§ **ZADANIA DO ROZWIĄZANIA**
a) Zamień „szkołę” na „przedszkole” i przepisz zapowiedź numeru VIVA! od słów „To wyjątkowe wydanie” aż po słowa „urody zrobiłaś atut.”.
b) W jakim kraju, według zapowiedzi numeru VIVA!, Omenaa Mensah wybudowała szkołę?
c) Ustal, czy stwierdzenia (i)–(iii) zgadzają się z zapowiedzią numeru VIVA!. Przy każdym odpowiedz „tak” lub „nie” i przytocz rozstrzygające słowa tekstu. (i) Omenaa Mensah zrobiła karierę w telewizji. (ii) Omenaa Mensah prowadzi tylko jeden biznes. (iii) Omenaa Mensah twierdzi, że nie ma już nic więcej do powiedzenia.

Reklama

To wyjątkowe wydanie magazynu VIVA!. Siła tolerancji. Dla naszych Czytelników przygotowaliśmy rozmowy, jakich nie było! Bohaterką specjalnego numeru jest Omenaa Mensah. Z sukcesem prowadzi kilka biznesów, zrobiła karierę w telewizji, wybudowała szkołę w Ghanie, pomaga dzieciom z domów dziecka. A mimo to często oceniana jest przez pryzmat wyglądu. „Najpierw każdy widział dosyć atrakcyjną kolorową dziewczynę, a dopiero później zastanawiał się, czy ona ma w ogóle coś do powiedzenia”, mówi Omenaa Mensah. I zapowiada, że do powiedzenia i zrobienia ma jeszcze dużo.

Reklama

Ze swojej urody zrobiłaś atut.

§ **DOSTARCZONY MATERIAŁ**
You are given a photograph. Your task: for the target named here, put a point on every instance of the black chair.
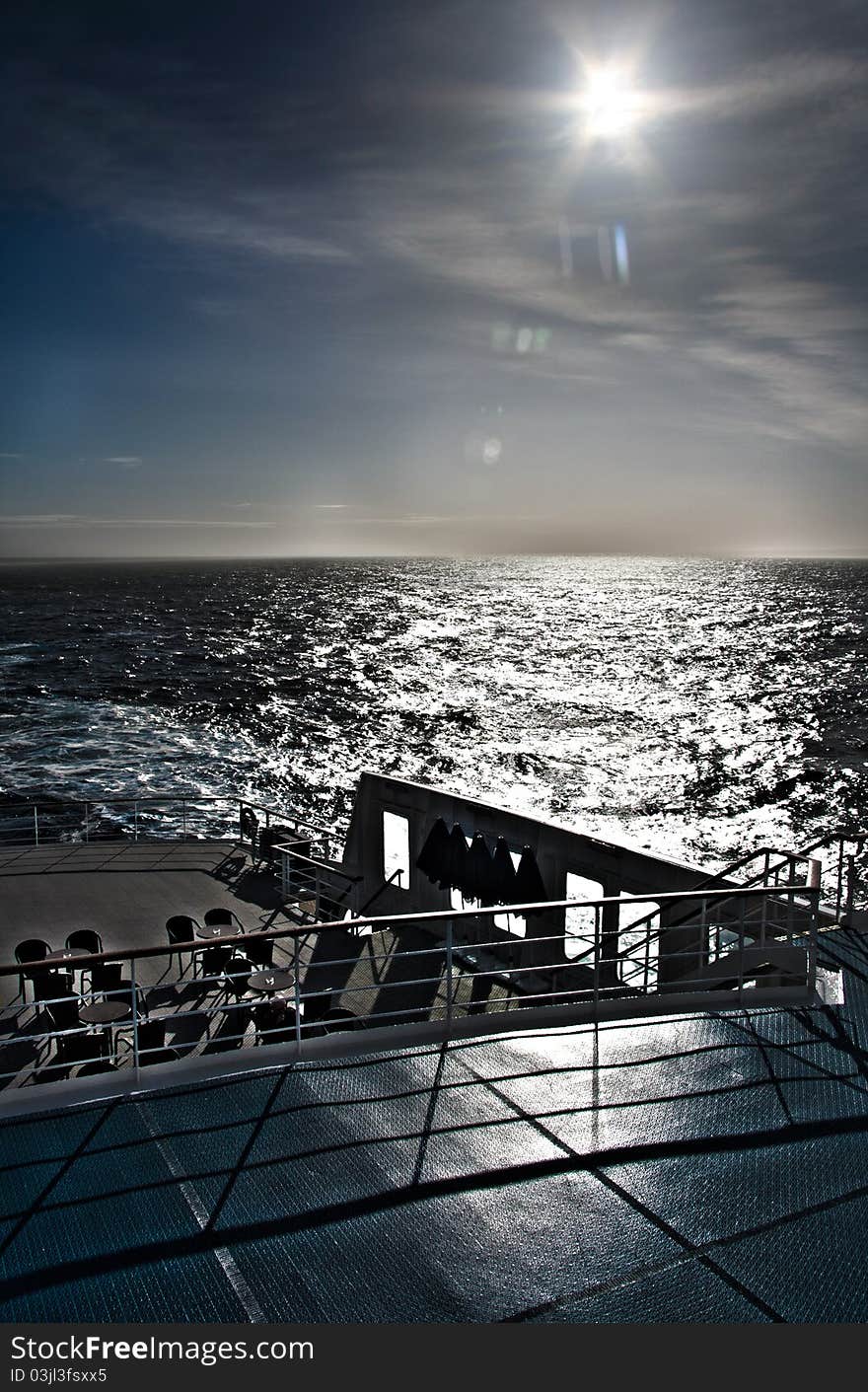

§ **ROZWIĄZANIA PO KOLEI**
a)
To wyjątkowe wydanie magazynu VIVA!. Siła tolerancji. Dla naszych Czytelników przygotowaliśmy rozmowy, jakich nie było! Bohaterką specjalnego numeru jest Omenaa Mensah. Z sukcesem prowadzi kilka biznesów, zrobiła karierę w telewizji, wybudowała przedszkole w Ghanie, pomaga dzieciom z domów dziecka. A mimo to często oceniana jest przez pryzmat wyglądu. „Najpierw każdy widział dosyć atrakcyjną kolorową dziewczynę, a dopiero później zastanawiał się, czy ona ma w ogóle coś do powiedzenia”, mówi Omenaa Mensah. I zapowiada, że do powiedzenia i zrobienia ma jeszcze dużo.

Reklama

Ze swojej urody zrobiłaś atut.

b) W Ghanie.

c)
(i) Tak: „zrobiła karierę w telewizji”.
(ii) Nie: „Z sukcesem prowadzi kilka biznesów”.
(iii) Nie: „zapowiada, że do powiedzenia i zrobienia ma jeszcze dużo”.